***** Texto base *****

Esta distopía, sin referentes de éxito en el mundo, tiene a sus principales adquirientes en los gobiernos de países pobres que demandan financiamiento externo para impulsar el progreso y bienestar de sus habitantes.

Son principalmente gobiernos liberales y de izquierda, muchos de ellos surgidos de procesos democráticos, quienes impulsan la cultura del descarte o pensamiento “políticamente correcto”, que además se enfocan contra la libertad de expresión de quienes disienten de su “pensamiento único”.

También, inundan la opinión pública de fake news y post verdades -que no es otra cosa que mentiras-, convirtiendo a los ciudadanos en menos capaces “de distinguir lo real de lo ficticio, en partisanos, en carne de cañón fanática que nada entiende, nada examina y nada critica”, conformándose con destruir, vociferar y denostar todo lo que no demuestre ser compatible con la idea que el demagogo ha puesto en sus cabezas.

A diferencia de otras ideologías que se quedan en el plano de los deseos o de los conceptos, esta perversión cultural ha logrado transformar la realidad de manera multidimensional, en lo antropológico, político, legal, cultural, educativo, social, económico, y hasta en lo religioso. Afecta la vida personal, la convivencia social -nacional e internacional-; propone una visión de la realidad y una actitud ante ella que no respeta ni tolera la disidencia.

En esta visión axiológica las personas pierden autonomía, libertad y derechos porque no son ellas quienes definen el tipo y calidad de vida que quieren.

A través de tecnologías de la información y de la comunicación se promueven modas, estilos de vida y pensamientos orientados a consolidar esta mentalidad que difumina la percepción del bien y del mal y atenta contra la dignidad de la persona al autorizar diversas formas de asesinato. Bajo este presupuesto pretenden no sólo la impunidad para los asesinos, sino la normalización de estas prácticas.

El proceso de construcción cultural también está a cargo de los medios de comunicación y de la industria del entretenimiento, tanto por la facilidad de comunicar, como por la incapacidad intelectual de las audiencias de reflexionar y cuestionar sus contenidos en sus diversos formatos: televisión, cine, prensa, radio, Internet y redes sociales.

Las audiencias preferidas son siempre las mentes menos formadas, las más débiles y vulnerables: niños, adolescentes y jóvenes, en quienes ven sus objetivos para impulsar una “supremacía cultural” mediante estereotipos de vida, roles y narrativas, en las que prevalece la emotividad, la libertad sin verdad ni responsabilidad.

Es una cultura perversa, contraria a la vida, a la verdad y al bien.

Se trata de romper con el pasado y sus valores; trastocar la propia naturaleza y el sentido trascendente del hombre. La realidad se sustituye con una visión antropológica alternativa, una nueva gnoseología y epistemología; un diferente sentido de la vida que abre paso a una racionalidad emotiva que no promueve, desarrolla o beneficia a las personas, sino las hace más empáticas con quienes desean ser diferentes.

La cultura de la muerte es totalitaria: no acepta disidencias, oposiciones, divergencias o discrepancias. Argumenta la inexistencia de verdades permanentes. En lugar de estas asume el relativismo y el agnosticismo como referentes. Sus fundamentos morales y éticos están referidos a los sentimientos de comodidad y placer nihilistas: es bueno porque me gusta; es malo porque me disgusta.

Ni las propias iglesias anglicana y católica se han librado del contagio de esta ideología.

Se requiere un estudio más profundo para desentrañar su naturaleza, objetivos, alcances y, de manera especial, a sus promotores, porque de ello depende en buena medida el futuro de nuestra cultura.

***** Datos brutos *****

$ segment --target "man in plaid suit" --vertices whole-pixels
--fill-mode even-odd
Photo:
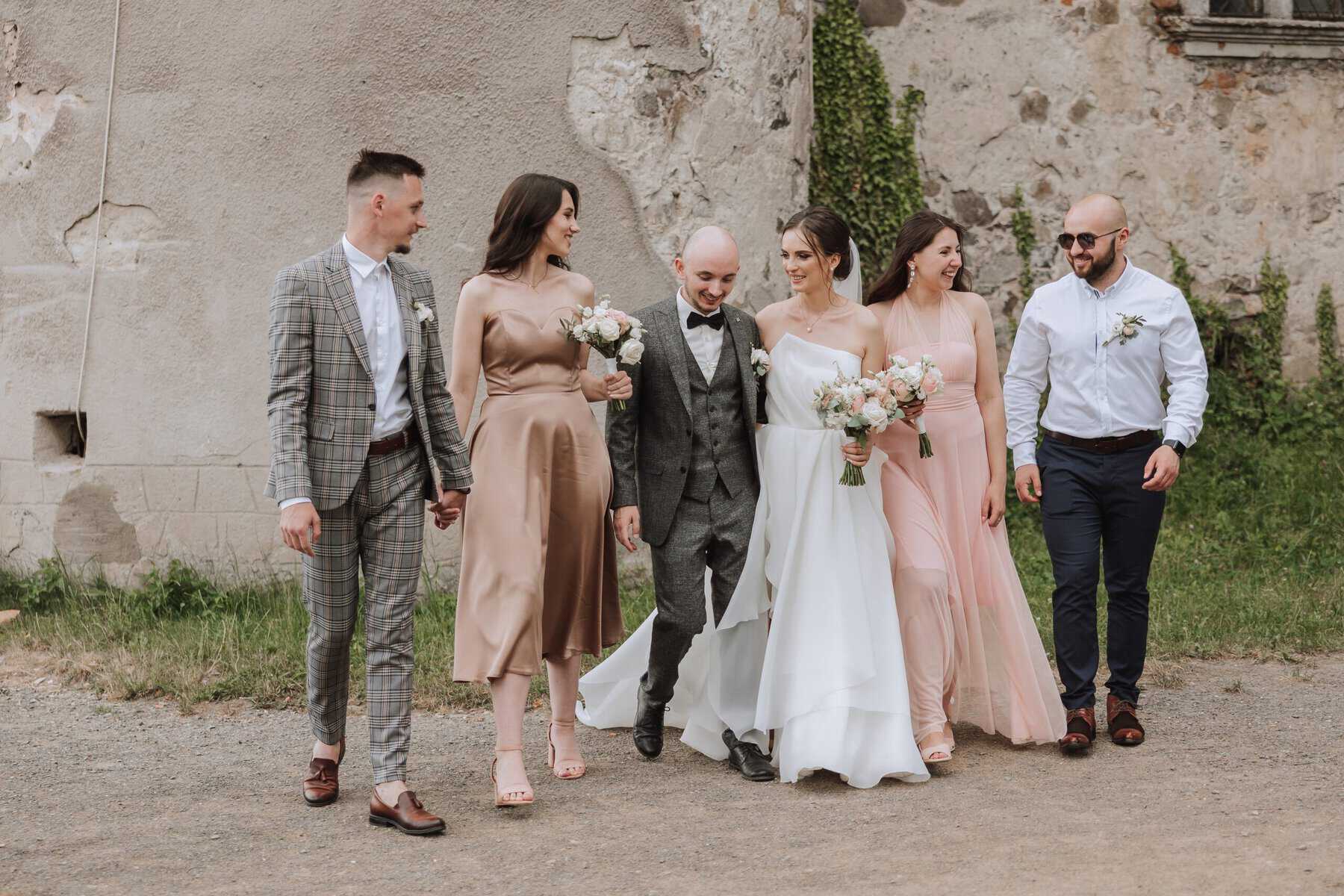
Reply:
[[[425,506],[448,528],[472,484],[448,394],[430,275],[406,254],[423,227],[425,169],[363,150],[347,177],[345,234],[286,267],[270,297],[270,478],[285,544],[302,553],[308,609],[310,806],[335,802],[345,754],[349,641],[364,571],[368,819],[411,834],[444,830],[406,787],[411,613]]]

*****

* Actividades *
1 - Indica si cada afirmación concuerda con el texto, respondiendo sí o no y citando literalmente las palabras del texto que lo deciden: (a) los principales adquirientes de esta distopía son gobiernos de países ricos; (b) las audiencias preferidas son niños, adolescentes y jóvenes; (c) las iglesias anglicana y católica se han librado de esta ideología.
2 - Reescribe el tramo del texto que va desde «También, inundan la» hasta «en sus cabezas.», cambiando «demagogo» por «caudillo».

* Soluciones *
1 -
(a) No: «gobiernos de países pobres que demandan financiamiento externo».
(b) Sí: «niños, adolescentes y jóvenes».
(c) No: «Ni las propias iglesias anglicana y católica se han librado del contagio de esta ideología».

2 -
También, inundan la opinión pública de fake news y post verdades -que no es otra cosa que mentiras-, convirtiendo a los ciudadanos en menos capaces “de distinguir lo real de lo ficticio, en partisanos, en carne de cañón fanática que nada entiende, nada examina y nada critica”, conformándose con destruir, vociferar y denostar todo lo que no demuestre ser compatible con la idea que el caudillo ha puesto en sus cabezas.